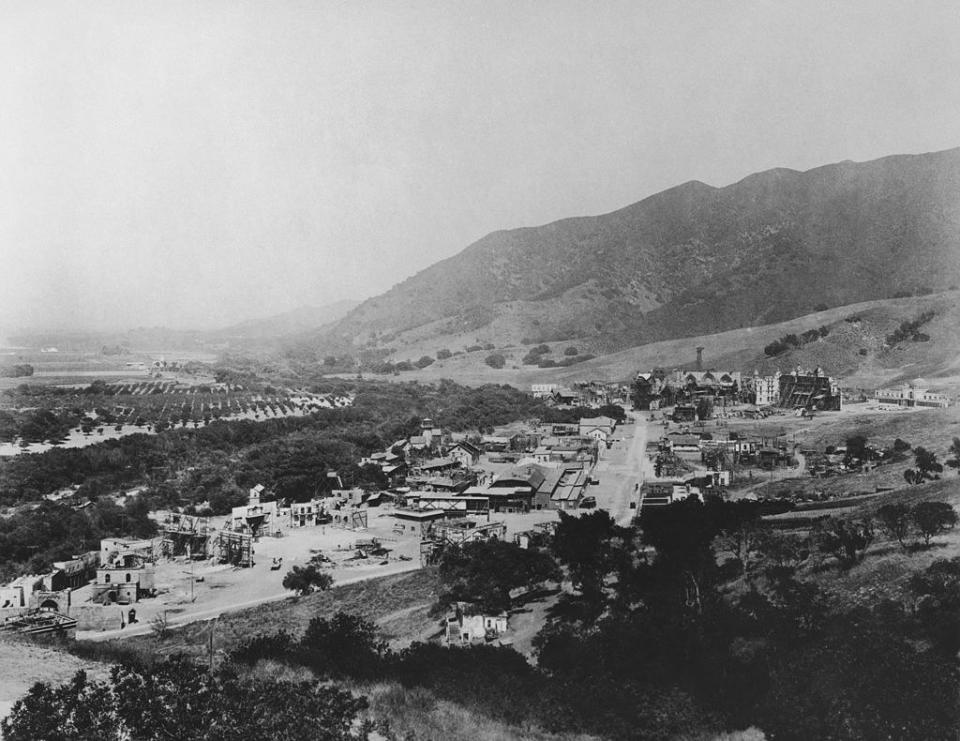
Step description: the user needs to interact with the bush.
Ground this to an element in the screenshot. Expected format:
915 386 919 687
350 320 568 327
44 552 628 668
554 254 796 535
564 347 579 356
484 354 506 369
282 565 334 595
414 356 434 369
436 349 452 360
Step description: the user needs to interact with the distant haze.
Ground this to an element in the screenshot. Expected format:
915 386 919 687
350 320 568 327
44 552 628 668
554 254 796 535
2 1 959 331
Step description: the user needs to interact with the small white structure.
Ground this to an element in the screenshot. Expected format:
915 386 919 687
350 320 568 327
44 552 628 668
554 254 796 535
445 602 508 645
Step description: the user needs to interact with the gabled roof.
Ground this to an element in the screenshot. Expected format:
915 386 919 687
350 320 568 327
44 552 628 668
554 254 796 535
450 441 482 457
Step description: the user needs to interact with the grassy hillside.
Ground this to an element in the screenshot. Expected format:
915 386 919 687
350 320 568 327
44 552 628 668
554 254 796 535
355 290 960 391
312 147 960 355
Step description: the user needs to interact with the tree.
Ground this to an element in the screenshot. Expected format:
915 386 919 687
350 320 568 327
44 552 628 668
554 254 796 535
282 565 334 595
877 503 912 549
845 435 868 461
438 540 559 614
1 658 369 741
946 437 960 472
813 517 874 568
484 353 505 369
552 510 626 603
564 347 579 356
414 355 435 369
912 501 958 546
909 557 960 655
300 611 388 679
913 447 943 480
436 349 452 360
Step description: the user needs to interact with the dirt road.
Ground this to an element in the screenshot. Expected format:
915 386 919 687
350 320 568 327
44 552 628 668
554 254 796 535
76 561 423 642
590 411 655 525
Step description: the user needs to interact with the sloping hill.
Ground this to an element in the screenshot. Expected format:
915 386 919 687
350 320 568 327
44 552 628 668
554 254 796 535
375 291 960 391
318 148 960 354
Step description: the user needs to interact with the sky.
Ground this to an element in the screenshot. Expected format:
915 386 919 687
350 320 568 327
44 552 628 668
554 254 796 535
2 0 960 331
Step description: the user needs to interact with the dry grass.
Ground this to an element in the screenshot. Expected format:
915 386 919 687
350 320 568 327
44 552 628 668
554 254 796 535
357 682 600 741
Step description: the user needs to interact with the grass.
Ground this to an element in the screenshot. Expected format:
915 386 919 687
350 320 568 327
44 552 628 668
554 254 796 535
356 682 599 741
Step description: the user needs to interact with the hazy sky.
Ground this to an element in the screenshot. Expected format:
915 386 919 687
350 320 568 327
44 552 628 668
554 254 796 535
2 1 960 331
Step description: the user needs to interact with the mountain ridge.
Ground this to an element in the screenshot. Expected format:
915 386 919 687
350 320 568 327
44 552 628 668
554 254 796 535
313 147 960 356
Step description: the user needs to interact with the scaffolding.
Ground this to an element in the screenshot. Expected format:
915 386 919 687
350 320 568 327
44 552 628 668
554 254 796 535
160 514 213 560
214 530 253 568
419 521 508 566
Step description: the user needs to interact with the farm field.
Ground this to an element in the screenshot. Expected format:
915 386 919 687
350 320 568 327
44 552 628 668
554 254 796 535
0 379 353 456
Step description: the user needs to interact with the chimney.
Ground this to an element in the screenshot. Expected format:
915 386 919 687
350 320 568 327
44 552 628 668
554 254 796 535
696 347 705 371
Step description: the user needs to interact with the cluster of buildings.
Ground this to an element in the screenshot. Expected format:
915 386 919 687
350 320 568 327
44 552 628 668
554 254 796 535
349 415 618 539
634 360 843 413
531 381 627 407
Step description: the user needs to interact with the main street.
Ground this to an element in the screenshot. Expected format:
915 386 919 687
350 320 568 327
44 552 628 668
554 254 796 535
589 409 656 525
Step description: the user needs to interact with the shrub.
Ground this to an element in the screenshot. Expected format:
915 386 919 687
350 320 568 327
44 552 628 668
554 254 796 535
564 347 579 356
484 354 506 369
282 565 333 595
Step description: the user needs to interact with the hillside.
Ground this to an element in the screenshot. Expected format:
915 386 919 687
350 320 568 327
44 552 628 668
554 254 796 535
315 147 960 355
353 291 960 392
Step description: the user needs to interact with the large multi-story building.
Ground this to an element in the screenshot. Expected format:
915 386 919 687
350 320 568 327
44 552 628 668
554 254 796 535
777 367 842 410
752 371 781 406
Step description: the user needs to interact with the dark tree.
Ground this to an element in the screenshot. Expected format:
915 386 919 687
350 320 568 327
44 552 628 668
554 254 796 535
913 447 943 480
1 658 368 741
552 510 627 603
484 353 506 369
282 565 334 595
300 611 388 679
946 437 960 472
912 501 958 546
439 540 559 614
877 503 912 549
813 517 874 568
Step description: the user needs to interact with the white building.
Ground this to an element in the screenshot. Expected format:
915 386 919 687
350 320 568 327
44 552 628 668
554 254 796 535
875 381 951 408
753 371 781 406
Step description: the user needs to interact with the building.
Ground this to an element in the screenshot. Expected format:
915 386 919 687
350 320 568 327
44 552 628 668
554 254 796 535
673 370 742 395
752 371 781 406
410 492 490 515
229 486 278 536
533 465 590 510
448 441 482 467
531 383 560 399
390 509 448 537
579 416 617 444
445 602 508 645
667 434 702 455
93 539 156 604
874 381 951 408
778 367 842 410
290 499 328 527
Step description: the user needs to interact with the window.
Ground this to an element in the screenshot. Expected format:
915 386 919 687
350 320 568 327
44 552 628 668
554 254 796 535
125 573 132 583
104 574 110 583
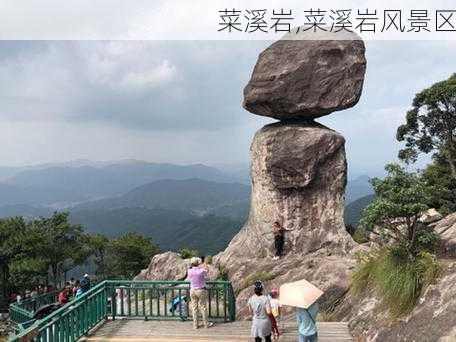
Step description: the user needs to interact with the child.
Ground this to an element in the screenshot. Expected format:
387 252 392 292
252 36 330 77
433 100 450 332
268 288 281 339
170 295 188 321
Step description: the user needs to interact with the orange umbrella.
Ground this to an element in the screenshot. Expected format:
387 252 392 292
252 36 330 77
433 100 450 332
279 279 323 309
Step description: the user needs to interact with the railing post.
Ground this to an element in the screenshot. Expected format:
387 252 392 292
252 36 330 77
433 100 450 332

○ ○ ○ ○

EXERCISE DIRECTIONS: Each line of the listing above that includes the word "white" should be copied.

ANSWER TO THIS PROBLEM:
Step description: the user needs to interact with the small white structure.
Step description: the user needs to interact with the white building.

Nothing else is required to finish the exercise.